### Article

— Start —

Vajpayee also dispelled Western fears that massing around 800,000 soldiers by the two South Asian rivals on their borders could lead to another full-scale conflict, news agencies reported.
"There is no such proposal," Vajpayee said when asked about the possibility of a military pullback.
"There is no threat of such a war... However, we are prepared for any eventuality," he told a televised press conference in the northern town of Shimla.
India's hawkish Defence Minister George Fernandes, however, pulled out all the stops Monday and launched a bitter attack on Pakistan and its President Pervez Musharraf.
Musharraf, for his part, delivered a stern warning to India during Pakistan's National Day ceremony last Saturday.
"If India has any aggressive designs, it should not remain under any sort of misconception. Pakistan today possesses a powerful military might and can give a crushing reply to all types of aggression," he said in Islamabad.
Fernandes, who in 1999 sparked a diplomatic storm by calling China India's enemy number one, described Musharraf's weekend warning to India as "childish."
Addressing combat troops in Longawal, the desert site of a fierce tank battle between India and Pakistan in 1971, he chided Musharraf and said the Pakistani ruler was living in a "make-believe world."
Fernandes said he was being repeatedly asked by army commanders and others on the duration of the border deployment.
"We will not be able to give an answer right now. When the time comes the answer will be given. We certainly want to take a decision on it without wasting much time. We are ready for talks with Pakistan if Musharraf accepts India's conditions and normalizes the situation."
Meanwhile, sectarian unrest continued in India, with Hindu extremists attacking Muslims. At least five Hindus were shot dead by police Monday when extremist Hindus attacked processions of Shiite Muslims in the northern desert state of Rajasthan, reported Agence France-Presse (AFP).

— End —

### Challenges
**1)** In the article on India-Pakistan tensions, why did Musharraf say India should not be under any misconception if it had aggressive designs?
**2)** Please list every place in India or Pakistan that the India-Pakistan article names, leaving out the two countries themselves.
**3)** According to the India-Pakistan article, about how many soldiers had the two rivals massed on their borders?

### Recorded data

— Start —

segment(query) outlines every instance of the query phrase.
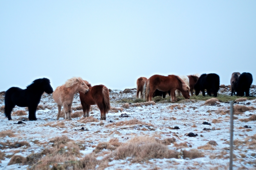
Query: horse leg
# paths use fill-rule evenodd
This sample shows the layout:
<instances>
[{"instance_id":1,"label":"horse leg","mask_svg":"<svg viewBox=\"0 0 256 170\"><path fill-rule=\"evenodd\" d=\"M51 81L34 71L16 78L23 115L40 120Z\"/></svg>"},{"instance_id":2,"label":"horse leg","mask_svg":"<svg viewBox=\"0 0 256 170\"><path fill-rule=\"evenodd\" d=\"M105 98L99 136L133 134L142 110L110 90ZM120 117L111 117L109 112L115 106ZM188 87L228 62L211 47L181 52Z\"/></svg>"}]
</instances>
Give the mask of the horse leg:
<instances>
[{"instance_id":1,"label":"horse leg","mask_svg":"<svg viewBox=\"0 0 256 170\"><path fill-rule=\"evenodd\" d=\"M203 95L203 96L205 96L205 91L204 89L202 91L202 94Z\"/></svg>"},{"instance_id":2,"label":"horse leg","mask_svg":"<svg viewBox=\"0 0 256 170\"><path fill-rule=\"evenodd\" d=\"M15 106L15 105L12 102L5 102L5 116L8 117L9 120L12 120L11 116L11 113Z\"/></svg>"},{"instance_id":3,"label":"horse leg","mask_svg":"<svg viewBox=\"0 0 256 170\"><path fill-rule=\"evenodd\" d=\"M67 120L68 119L68 106L67 104L65 104L63 105L63 110L65 114L65 117L64 118L64 119L65 120Z\"/></svg>"},{"instance_id":4,"label":"horse leg","mask_svg":"<svg viewBox=\"0 0 256 170\"><path fill-rule=\"evenodd\" d=\"M193 94L194 92L193 91L194 91L194 88L190 88L190 94L191 94L191 96L193 96Z\"/></svg>"},{"instance_id":5,"label":"horse leg","mask_svg":"<svg viewBox=\"0 0 256 170\"><path fill-rule=\"evenodd\" d=\"M36 120L37 119L36 116L36 108L37 106L28 106L28 119L30 120Z\"/></svg>"},{"instance_id":6,"label":"horse leg","mask_svg":"<svg viewBox=\"0 0 256 170\"><path fill-rule=\"evenodd\" d=\"M234 92L234 89L231 89L231 96L233 96L233 93Z\"/></svg>"},{"instance_id":7,"label":"horse leg","mask_svg":"<svg viewBox=\"0 0 256 170\"><path fill-rule=\"evenodd\" d=\"M70 104L68 105L68 119L69 120L72 120L71 119L71 106L72 104Z\"/></svg>"},{"instance_id":8,"label":"horse leg","mask_svg":"<svg viewBox=\"0 0 256 170\"><path fill-rule=\"evenodd\" d=\"M86 112L87 111L87 105L85 102L81 102L82 107L83 108L83 111L84 112L84 117L86 117Z\"/></svg>"},{"instance_id":9,"label":"horse leg","mask_svg":"<svg viewBox=\"0 0 256 170\"><path fill-rule=\"evenodd\" d=\"M165 98L166 96L166 92L163 92L163 98Z\"/></svg>"},{"instance_id":10,"label":"horse leg","mask_svg":"<svg viewBox=\"0 0 256 170\"><path fill-rule=\"evenodd\" d=\"M86 115L87 117L89 117L89 113L90 112L90 109L91 108L91 105L87 105L86 107Z\"/></svg>"},{"instance_id":11,"label":"horse leg","mask_svg":"<svg viewBox=\"0 0 256 170\"><path fill-rule=\"evenodd\" d=\"M58 114L57 115L57 120L58 120L60 117L60 113L61 113L61 105L58 105Z\"/></svg>"}]
</instances>

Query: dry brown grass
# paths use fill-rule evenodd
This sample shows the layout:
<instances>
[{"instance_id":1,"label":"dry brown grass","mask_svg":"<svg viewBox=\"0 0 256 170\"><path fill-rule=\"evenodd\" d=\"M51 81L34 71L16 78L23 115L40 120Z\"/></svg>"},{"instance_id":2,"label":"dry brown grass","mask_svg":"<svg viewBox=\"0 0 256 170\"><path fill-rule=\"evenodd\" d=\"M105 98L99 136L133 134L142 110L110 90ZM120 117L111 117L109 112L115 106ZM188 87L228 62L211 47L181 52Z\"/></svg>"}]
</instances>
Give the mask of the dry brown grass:
<instances>
[{"instance_id":1,"label":"dry brown grass","mask_svg":"<svg viewBox=\"0 0 256 170\"><path fill-rule=\"evenodd\" d=\"M249 121L255 121L256 120L256 115L254 114L251 116L249 118L240 119L239 119L239 120L244 122L248 122Z\"/></svg>"},{"instance_id":2,"label":"dry brown grass","mask_svg":"<svg viewBox=\"0 0 256 170\"><path fill-rule=\"evenodd\" d=\"M189 150L185 150L183 151L183 158L189 159L195 159L204 157L203 154L196 149L191 149Z\"/></svg>"},{"instance_id":3,"label":"dry brown grass","mask_svg":"<svg viewBox=\"0 0 256 170\"><path fill-rule=\"evenodd\" d=\"M225 88L226 86L225 85L225 84L221 84L220 86L220 87L221 88Z\"/></svg>"},{"instance_id":4,"label":"dry brown grass","mask_svg":"<svg viewBox=\"0 0 256 170\"><path fill-rule=\"evenodd\" d=\"M216 98L212 98L206 101L204 104L206 105L215 105L220 104L219 99Z\"/></svg>"},{"instance_id":5,"label":"dry brown grass","mask_svg":"<svg viewBox=\"0 0 256 170\"><path fill-rule=\"evenodd\" d=\"M199 149L204 150L215 150L215 149L213 146L217 146L218 145L217 143L214 141L210 141L205 145L200 146L197 147Z\"/></svg>"},{"instance_id":6,"label":"dry brown grass","mask_svg":"<svg viewBox=\"0 0 256 170\"><path fill-rule=\"evenodd\" d=\"M75 118L76 117L80 117L82 115L84 115L84 112L83 111L76 111L74 113L71 114L71 117Z\"/></svg>"},{"instance_id":7,"label":"dry brown grass","mask_svg":"<svg viewBox=\"0 0 256 170\"><path fill-rule=\"evenodd\" d=\"M1 160L4 160L5 154L0 150L0 163L2 163Z\"/></svg>"},{"instance_id":8,"label":"dry brown grass","mask_svg":"<svg viewBox=\"0 0 256 170\"><path fill-rule=\"evenodd\" d=\"M1 111L1 112L4 112L5 106L4 105L3 106L1 106L1 108L0 108L0 111Z\"/></svg>"},{"instance_id":9,"label":"dry brown grass","mask_svg":"<svg viewBox=\"0 0 256 170\"><path fill-rule=\"evenodd\" d=\"M120 111L121 112L122 112L123 111L123 108L117 108L114 107L111 107L109 112L111 113L118 113L118 111Z\"/></svg>"},{"instance_id":10,"label":"dry brown grass","mask_svg":"<svg viewBox=\"0 0 256 170\"><path fill-rule=\"evenodd\" d=\"M8 136L9 137L13 137L15 136L12 131L10 130L7 130L0 132L0 137L5 137Z\"/></svg>"},{"instance_id":11,"label":"dry brown grass","mask_svg":"<svg viewBox=\"0 0 256 170\"><path fill-rule=\"evenodd\" d=\"M186 108L186 106L185 105L181 106L180 104L172 104L167 107L169 109L171 110L174 109L181 109Z\"/></svg>"},{"instance_id":12,"label":"dry brown grass","mask_svg":"<svg viewBox=\"0 0 256 170\"><path fill-rule=\"evenodd\" d=\"M169 149L154 137L140 136L133 138L118 147L108 157L116 160L131 157L132 162L140 162L152 158L177 158L177 153Z\"/></svg>"},{"instance_id":13,"label":"dry brown grass","mask_svg":"<svg viewBox=\"0 0 256 170\"><path fill-rule=\"evenodd\" d=\"M256 110L256 108L252 106L246 106L244 105L236 104L234 106L234 114L239 115L249 110Z\"/></svg>"},{"instance_id":14,"label":"dry brown grass","mask_svg":"<svg viewBox=\"0 0 256 170\"><path fill-rule=\"evenodd\" d=\"M8 165L14 164L24 164L26 161L26 159L20 155L15 155L11 158L11 160L8 163Z\"/></svg>"},{"instance_id":15,"label":"dry brown grass","mask_svg":"<svg viewBox=\"0 0 256 170\"><path fill-rule=\"evenodd\" d=\"M65 125L65 122L60 122L60 121L58 121L57 122L57 123L55 123L55 124L53 124L52 122L49 122L49 123L47 123L47 124L46 124L45 125L43 125L43 126L49 126L51 127L55 127L57 126L59 127L66 127L66 126Z\"/></svg>"},{"instance_id":16,"label":"dry brown grass","mask_svg":"<svg viewBox=\"0 0 256 170\"><path fill-rule=\"evenodd\" d=\"M247 100L247 99L246 98L239 98L239 99L236 99L235 102L245 102Z\"/></svg>"},{"instance_id":17,"label":"dry brown grass","mask_svg":"<svg viewBox=\"0 0 256 170\"><path fill-rule=\"evenodd\" d=\"M37 106L37 110L46 110L47 109L51 110L53 107L52 106L48 106L46 104L43 105L39 105Z\"/></svg>"},{"instance_id":18,"label":"dry brown grass","mask_svg":"<svg viewBox=\"0 0 256 170\"><path fill-rule=\"evenodd\" d=\"M129 120L126 120L125 121L120 121L117 122L112 123L109 124L106 126L106 127L111 127L113 126L121 126L123 125L133 125L143 124L145 125L149 126L153 126L152 124L150 123L146 123L139 120L136 118L133 118Z\"/></svg>"},{"instance_id":19,"label":"dry brown grass","mask_svg":"<svg viewBox=\"0 0 256 170\"><path fill-rule=\"evenodd\" d=\"M82 110L82 105L80 105L77 107L72 108L72 109L74 111L77 110Z\"/></svg>"},{"instance_id":20,"label":"dry brown grass","mask_svg":"<svg viewBox=\"0 0 256 170\"><path fill-rule=\"evenodd\" d=\"M82 123L87 123L87 122L98 122L99 120L91 116L89 117L82 117L78 121Z\"/></svg>"},{"instance_id":21,"label":"dry brown grass","mask_svg":"<svg viewBox=\"0 0 256 170\"><path fill-rule=\"evenodd\" d=\"M212 123L213 123L213 124L217 124L218 123L220 123L222 121L220 119L213 119L212 121Z\"/></svg>"},{"instance_id":22,"label":"dry brown grass","mask_svg":"<svg viewBox=\"0 0 256 170\"><path fill-rule=\"evenodd\" d=\"M24 116L27 115L27 114L26 112L24 110L17 110L12 114L12 115L16 115L17 116Z\"/></svg>"},{"instance_id":23,"label":"dry brown grass","mask_svg":"<svg viewBox=\"0 0 256 170\"><path fill-rule=\"evenodd\" d=\"M153 101L148 102L138 103L133 104L129 104L128 103L125 103L122 105L122 107L126 109L128 109L130 107L134 108L135 107L139 107L142 106L147 106L149 105L155 105L155 103Z\"/></svg>"}]
</instances>

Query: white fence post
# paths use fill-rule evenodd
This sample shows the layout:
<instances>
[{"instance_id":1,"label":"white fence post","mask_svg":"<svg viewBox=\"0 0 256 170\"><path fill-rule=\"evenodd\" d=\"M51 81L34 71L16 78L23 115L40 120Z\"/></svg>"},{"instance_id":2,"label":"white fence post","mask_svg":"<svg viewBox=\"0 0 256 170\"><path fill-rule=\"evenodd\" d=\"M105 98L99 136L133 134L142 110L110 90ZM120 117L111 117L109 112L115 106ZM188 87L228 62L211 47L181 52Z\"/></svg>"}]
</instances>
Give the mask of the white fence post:
<instances>
[{"instance_id":1,"label":"white fence post","mask_svg":"<svg viewBox=\"0 0 256 170\"><path fill-rule=\"evenodd\" d=\"M233 169L233 133L234 132L233 109L234 102L230 101L230 114L229 116L230 119L230 134L229 142L229 170L232 170Z\"/></svg>"}]
</instances>

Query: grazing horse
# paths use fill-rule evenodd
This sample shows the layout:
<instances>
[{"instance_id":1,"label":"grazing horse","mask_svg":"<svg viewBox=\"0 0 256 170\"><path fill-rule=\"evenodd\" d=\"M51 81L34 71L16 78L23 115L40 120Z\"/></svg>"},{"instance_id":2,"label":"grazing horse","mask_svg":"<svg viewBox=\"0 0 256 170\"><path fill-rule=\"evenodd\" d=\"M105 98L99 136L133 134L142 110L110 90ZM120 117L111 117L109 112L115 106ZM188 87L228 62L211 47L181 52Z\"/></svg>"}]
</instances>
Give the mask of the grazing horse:
<instances>
[{"instance_id":1,"label":"grazing horse","mask_svg":"<svg viewBox=\"0 0 256 170\"><path fill-rule=\"evenodd\" d=\"M146 89L146 98L147 101L151 101L153 93L157 89L160 91L170 91L171 102L177 101L175 91L177 89L181 92L183 97L189 99L189 87L178 76L169 75L167 76L160 75L154 75L149 79Z\"/></svg>"},{"instance_id":2,"label":"grazing horse","mask_svg":"<svg viewBox=\"0 0 256 170\"><path fill-rule=\"evenodd\" d=\"M199 78L199 77L200 76L200 75L195 74L194 75L190 75L188 76L188 79L189 80L189 86L190 88L190 94L191 96L193 95L193 91L194 91L194 86L196 84L197 81Z\"/></svg>"},{"instance_id":3,"label":"grazing horse","mask_svg":"<svg viewBox=\"0 0 256 170\"><path fill-rule=\"evenodd\" d=\"M65 119L71 120L71 106L74 95L79 92L85 93L89 88L81 78L74 77L66 81L64 84L58 86L53 93L53 98L58 106L57 120L60 116L62 106L63 106Z\"/></svg>"},{"instance_id":4,"label":"grazing horse","mask_svg":"<svg viewBox=\"0 0 256 170\"><path fill-rule=\"evenodd\" d=\"M90 91L85 94L79 92L84 117L89 116L91 105L97 104L101 112L100 120L106 120L106 114L111 108L108 89L102 84L90 87L86 84L89 86Z\"/></svg>"},{"instance_id":5,"label":"grazing horse","mask_svg":"<svg viewBox=\"0 0 256 170\"><path fill-rule=\"evenodd\" d=\"M203 74L200 76L194 86L196 91L196 95L199 94L200 91L203 95L205 95L204 89L207 90L207 94L212 96L212 93L214 97L217 97L217 92L219 88L219 76L215 73Z\"/></svg>"},{"instance_id":6,"label":"grazing horse","mask_svg":"<svg viewBox=\"0 0 256 170\"><path fill-rule=\"evenodd\" d=\"M233 96L233 93L235 95L235 86L238 81L238 78L241 74L239 72L234 72L232 73L230 79L230 84L231 84L231 96Z\"/></svg>"},{"instance_id":7,"label":"grazing horse","mask_svg":"<svg viewBox=\"0 0 256 170\"><path fill-rule=\"evenodd\" d=\"M45 92L52 93L53 89L50 80L46 78L36 79L24 89L16 87L11 87L5 92L5 114L9 120L11 120L11 113L17 105L20 107L28 107L30 120L37 120L36 116L37 107L42 94Z\"/></svg>"},{"instance_id":8,"label":"grazing horse","mask_svg":"<svg viewBox=\"0 0 256 170\"><path fill-rule=\"evenodd\" d=\"M146 81L148 79L146 77L141 77L137 80L137 94L136 98L144 99L145 98L145 93L146 86Z\"/></svg>"},{"instance_id":9,"label":"grazing horse","mask_svg":"<svg viewBox=\"0 0 256 170\"><path fill-rule=\"evenodd\" d=\"M185 83L187 84L188 86L189 86L189 79L188 77L187 76L177 76L182 79ZM181 96L181 91L178 90L175 91L175 94L176 95L178 96Z\"/></svg>"},{"instance_id":10,"label":"grazing horse","mask_svg":"<svg viewBox=\"0 0 256 170\"><path fill-rule=\"evenodd\" d=\"M249 96L249 91L252 83L252 76L250 73L242 73L238 78L238 81L235 87L236 95L243 96L245 92L245 96Z\"/></svg>"}]
</instances>

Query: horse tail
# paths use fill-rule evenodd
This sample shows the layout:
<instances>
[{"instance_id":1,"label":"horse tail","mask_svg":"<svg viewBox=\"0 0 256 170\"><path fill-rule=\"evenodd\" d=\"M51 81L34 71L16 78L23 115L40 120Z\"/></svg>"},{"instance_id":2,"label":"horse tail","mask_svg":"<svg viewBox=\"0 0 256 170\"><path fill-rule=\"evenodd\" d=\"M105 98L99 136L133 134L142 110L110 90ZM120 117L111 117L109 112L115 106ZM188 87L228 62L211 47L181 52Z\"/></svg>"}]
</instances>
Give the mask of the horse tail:
<instances>
[{"instance_id":1,"label":"horse tail","mask_svg":"<svg viewBox=\"0 0 256 170\"><path fill-rule=\"evenodd\" d=\"M142 98L142 92L143 92L143 86L145 84L146 81L142 77L140 77L137 80L137 94L136 97L139 98L139 94L140 92L140 95Z\"/></svg>"},{"instance_id":2,"label":"horse tail","mask_svg":"<svg viewBox=\"0 0 256 170\"><path fill-rule=\"evenodd\" d=\"M110 101L109 97L109 91L108 89L105 86L103 86L102 88L102 94L103 94L103 99L105 105L104 106L104 113L107 113L108 111L110 110Z\"/></svg>"},{"instance_id":3,"label":"horse tail","mask_svg":"<svg viewBox=\"0 0 256 170\"><path fill-rule=\"evenodd\" d=\"M148 79L146 87L146 100L147 102L149 100L149 92L150 92L150 87L149 87L149 79Z\"/></svg>"},{"instance_id":4,"label":"horse tail","mask_svg":"<svg viewBox=\"0 0 256 170\"><path fill-rule=\"evenodd\" d=\"M178 81L181 85L183 91L189 91L190 88L185 82L179 76L175 76Z\"/></svg>"}]
</instances>

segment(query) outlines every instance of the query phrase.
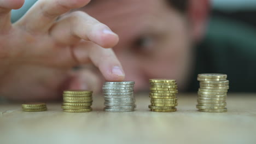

— End —

### Outputs in order
**1)** He said Pakistan possesses powerful military might and can give a crushing reply to all types of aggression.

**2)** Shimla, Islamabad, Longawal, Rajasthan

**3)** Around 800,000 soldiers.